### Trecho citado:
+ + + + +
Historiadora e escritora

Na coluna O Verbo Feminino  no jornal Leia Sempre

O ponteiro do relógio marcou zero hora do dia 24 de março de 2022. Do solar de Cicinho e Leonete ouvíamos os fogos que riscavam o breu do céu no Largo do Socorro. O isolamento imposto pela pandemia do COVID-19, suspendeu nos últimos dois anos a festa de aniversário do Padre Cícero. A festa voltou. Evento singelo de iniciativa coletiva das afilhadas do Padre Cícero, depois veio uma rede de apoio com representações da sociedade civil organizada e o poder público para renderem homenagem a esse homem, que mesmo morto e sepultado encontra guarida entre os vivos.  São 178 anos a partir do seu nascimento que perenizam desejos que emergem da fé e dos sonhos de milhares de nordestinos e da nação romeira. O que faz o Padre Cícero ser tão especial?

Cícero nasceu no ano de 1844, cujo contexto religioso e social produziram importantes manifestações, citamos o expressivo movimento dos pregadores de várias denominações cristãs, havia brancos, negros, mulheres e crianças que pelo mundo proclamavam que Jesus estava para voltar, especialmente, os adventistas do sétimo dia acreditavam que aquele ano encerraria a profecia dos 2300 dias de Daniel 8:14. Importante lembrar da comoção social e política que uniu estudiosos e filósofos como Frederick Engels e Karl Marx que se encontraram em Paris para se tornarem parceiros numa luta revolucionária – “um relacionamento duradouro que iria mudar o mundo”. No Brasil estava em curso a Guerra dos Farrapos, mas voltemos para o Cariri, para perto daquele que mais tarde se tornaria o maior líder do Nordeste brasileiro.
+ + + + +
### Dados:
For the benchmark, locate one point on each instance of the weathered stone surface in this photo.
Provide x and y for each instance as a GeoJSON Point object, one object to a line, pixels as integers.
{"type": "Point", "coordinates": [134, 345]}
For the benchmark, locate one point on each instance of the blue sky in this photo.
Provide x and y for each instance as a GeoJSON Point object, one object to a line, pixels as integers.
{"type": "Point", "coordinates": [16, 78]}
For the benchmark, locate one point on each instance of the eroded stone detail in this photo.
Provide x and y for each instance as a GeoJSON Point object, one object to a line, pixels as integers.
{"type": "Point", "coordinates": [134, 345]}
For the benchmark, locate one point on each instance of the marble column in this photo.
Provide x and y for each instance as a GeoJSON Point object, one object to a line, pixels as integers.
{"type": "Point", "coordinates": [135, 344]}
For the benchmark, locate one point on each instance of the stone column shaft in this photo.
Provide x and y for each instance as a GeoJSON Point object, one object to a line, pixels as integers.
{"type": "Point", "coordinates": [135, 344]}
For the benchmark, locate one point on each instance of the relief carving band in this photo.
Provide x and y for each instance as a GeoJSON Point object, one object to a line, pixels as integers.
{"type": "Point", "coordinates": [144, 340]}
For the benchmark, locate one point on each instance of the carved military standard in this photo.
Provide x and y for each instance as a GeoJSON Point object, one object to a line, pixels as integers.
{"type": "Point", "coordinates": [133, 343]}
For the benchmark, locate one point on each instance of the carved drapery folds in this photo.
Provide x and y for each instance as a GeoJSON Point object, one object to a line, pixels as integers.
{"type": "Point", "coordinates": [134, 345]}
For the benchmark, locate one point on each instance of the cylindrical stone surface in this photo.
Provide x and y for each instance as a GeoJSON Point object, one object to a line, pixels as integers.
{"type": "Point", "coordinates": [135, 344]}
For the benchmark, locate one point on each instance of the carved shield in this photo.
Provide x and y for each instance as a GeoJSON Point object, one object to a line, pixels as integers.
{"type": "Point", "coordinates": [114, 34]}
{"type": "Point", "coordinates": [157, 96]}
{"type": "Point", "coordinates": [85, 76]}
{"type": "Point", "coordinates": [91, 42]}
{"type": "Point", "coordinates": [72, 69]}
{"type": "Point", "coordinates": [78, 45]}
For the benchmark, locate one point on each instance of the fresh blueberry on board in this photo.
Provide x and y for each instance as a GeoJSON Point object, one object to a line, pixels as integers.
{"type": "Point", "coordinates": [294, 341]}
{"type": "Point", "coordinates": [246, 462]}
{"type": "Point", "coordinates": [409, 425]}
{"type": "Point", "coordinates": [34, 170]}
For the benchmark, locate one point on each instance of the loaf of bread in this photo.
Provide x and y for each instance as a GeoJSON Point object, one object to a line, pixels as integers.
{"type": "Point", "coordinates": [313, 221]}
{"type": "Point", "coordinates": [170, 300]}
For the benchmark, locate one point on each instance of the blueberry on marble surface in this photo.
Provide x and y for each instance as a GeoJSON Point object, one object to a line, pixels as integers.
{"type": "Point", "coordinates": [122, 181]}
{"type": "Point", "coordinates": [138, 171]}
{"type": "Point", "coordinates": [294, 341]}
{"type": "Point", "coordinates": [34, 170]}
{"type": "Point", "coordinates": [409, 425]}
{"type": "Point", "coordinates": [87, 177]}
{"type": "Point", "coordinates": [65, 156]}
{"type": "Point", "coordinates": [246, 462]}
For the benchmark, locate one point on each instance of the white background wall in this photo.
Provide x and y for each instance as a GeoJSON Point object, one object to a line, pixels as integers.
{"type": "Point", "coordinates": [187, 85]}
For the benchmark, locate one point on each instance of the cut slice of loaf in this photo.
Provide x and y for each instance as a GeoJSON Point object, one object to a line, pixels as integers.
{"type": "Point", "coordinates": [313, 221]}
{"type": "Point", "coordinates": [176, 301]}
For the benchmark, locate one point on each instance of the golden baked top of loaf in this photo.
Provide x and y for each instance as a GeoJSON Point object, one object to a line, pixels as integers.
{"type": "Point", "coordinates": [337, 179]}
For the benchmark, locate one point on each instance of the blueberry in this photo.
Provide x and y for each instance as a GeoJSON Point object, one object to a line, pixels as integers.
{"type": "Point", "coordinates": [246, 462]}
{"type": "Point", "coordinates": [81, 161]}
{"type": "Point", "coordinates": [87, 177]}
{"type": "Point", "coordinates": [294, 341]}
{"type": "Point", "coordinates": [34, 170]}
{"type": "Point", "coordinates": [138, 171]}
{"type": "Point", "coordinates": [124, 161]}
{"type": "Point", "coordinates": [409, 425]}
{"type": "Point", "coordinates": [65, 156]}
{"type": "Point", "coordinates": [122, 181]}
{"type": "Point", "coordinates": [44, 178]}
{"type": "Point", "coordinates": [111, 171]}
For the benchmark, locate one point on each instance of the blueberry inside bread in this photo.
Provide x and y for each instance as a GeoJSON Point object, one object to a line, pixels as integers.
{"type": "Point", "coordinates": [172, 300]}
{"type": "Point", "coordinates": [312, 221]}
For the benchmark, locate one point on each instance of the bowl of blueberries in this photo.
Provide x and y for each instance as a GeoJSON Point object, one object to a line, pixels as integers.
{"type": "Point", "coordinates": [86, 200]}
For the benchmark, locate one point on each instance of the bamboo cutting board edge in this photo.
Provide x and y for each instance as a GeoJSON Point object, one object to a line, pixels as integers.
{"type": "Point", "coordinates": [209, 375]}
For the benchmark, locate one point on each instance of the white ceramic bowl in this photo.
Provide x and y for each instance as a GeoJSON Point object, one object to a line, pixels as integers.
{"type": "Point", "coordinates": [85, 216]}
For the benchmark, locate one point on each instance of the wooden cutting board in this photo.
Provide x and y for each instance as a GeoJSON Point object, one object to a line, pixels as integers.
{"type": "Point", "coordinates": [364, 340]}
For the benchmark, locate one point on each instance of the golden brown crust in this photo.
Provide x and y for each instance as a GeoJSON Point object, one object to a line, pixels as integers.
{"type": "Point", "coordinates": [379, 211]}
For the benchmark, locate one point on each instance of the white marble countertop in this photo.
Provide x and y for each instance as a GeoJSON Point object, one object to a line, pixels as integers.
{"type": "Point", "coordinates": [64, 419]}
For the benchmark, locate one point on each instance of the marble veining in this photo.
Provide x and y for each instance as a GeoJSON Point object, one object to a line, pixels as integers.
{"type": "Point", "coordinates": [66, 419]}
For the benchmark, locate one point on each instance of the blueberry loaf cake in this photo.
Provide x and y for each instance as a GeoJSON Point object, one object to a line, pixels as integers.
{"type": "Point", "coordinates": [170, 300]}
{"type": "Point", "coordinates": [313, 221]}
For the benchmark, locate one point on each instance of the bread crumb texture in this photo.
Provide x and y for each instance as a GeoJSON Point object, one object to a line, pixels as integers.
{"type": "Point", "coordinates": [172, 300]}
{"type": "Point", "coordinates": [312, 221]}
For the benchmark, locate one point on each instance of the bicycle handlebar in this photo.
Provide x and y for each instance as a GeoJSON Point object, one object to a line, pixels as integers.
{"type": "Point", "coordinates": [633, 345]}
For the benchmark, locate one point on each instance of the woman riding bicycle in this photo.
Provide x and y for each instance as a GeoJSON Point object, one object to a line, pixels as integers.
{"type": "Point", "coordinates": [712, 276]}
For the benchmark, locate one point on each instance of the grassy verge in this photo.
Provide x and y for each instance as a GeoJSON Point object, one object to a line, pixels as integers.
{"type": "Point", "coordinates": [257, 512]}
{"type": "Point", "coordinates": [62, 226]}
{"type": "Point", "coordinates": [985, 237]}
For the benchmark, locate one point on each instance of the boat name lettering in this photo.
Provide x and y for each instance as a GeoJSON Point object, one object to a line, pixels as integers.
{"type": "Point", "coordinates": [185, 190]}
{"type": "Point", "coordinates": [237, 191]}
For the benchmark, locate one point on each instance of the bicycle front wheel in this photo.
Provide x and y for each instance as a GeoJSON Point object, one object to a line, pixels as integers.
+ + + + +
### Para trabalhar:
• a. Transcreva do trecho sobre o Padre Cícero a parte que começa em "O ponteiro do" e vai até "ser tão especial?".
• b. Segundo o trecho sobre o Padre Cícero, quem havia entre os pregadores que proclamavam pelo mundo que Jesus estava para voltar?
• c. Em que ano nasceu o Padre Cícero, de acordo com o trecho sobre ele?
Os dados não fazem falta aqui.

### Respostas:
• a.
O ponteiro do relógio marcou zero hora do dia 24 de março de 2022. Do solar de Cicinho e Leonete ouvíamos os fogos que riscavam o breu do céu no Largo do Socorro. O isolamento imposto pela pandemia do COVID-19, suspendeu nos últimos dois anos a festa de aniversário do Padre Cícero. A festa voltou. Evento singelo de iniciativa coletiva das afilhadas do Padre Cícero, depois veio uma rede de apoio com representações da sociedade civil organizada e o poder público para renderem homenagem a esse homem, que mesmo morto e sepultado encontra guarida entre os vivos.  São 178 anos a partir do seu nascimento que perenizam desejos que emergem da fé e dos sonhos de milhares de nordestinos e da nação romeira. O que faz o Padre Cícero ser tão especial?

• b. Brancos, negros, mulheres e crianças.

• c. Em 1844.